(What to work on):
Rewrite the items below with "sample" replaced by "template" and everything else left as it is. Leave the pictures out of your answer.
..............................
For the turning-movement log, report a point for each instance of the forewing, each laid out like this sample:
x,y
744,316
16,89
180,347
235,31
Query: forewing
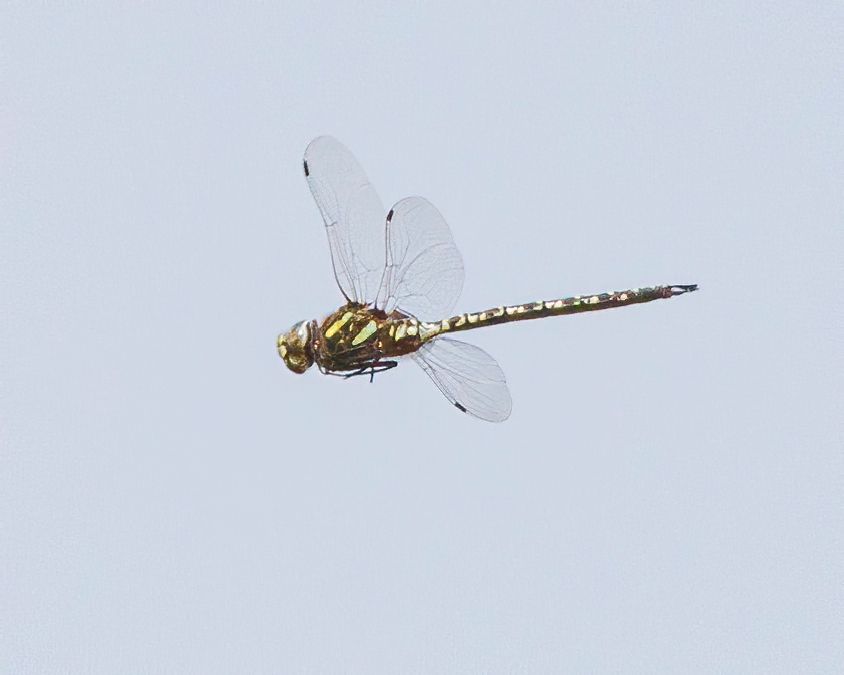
..............................
(Answer to this exercise):
For the turning-movement log, report a point for each instance of the forewing, each laid out like this template:
x,y
744,316
16,89
180,347
235,31
Query: forewing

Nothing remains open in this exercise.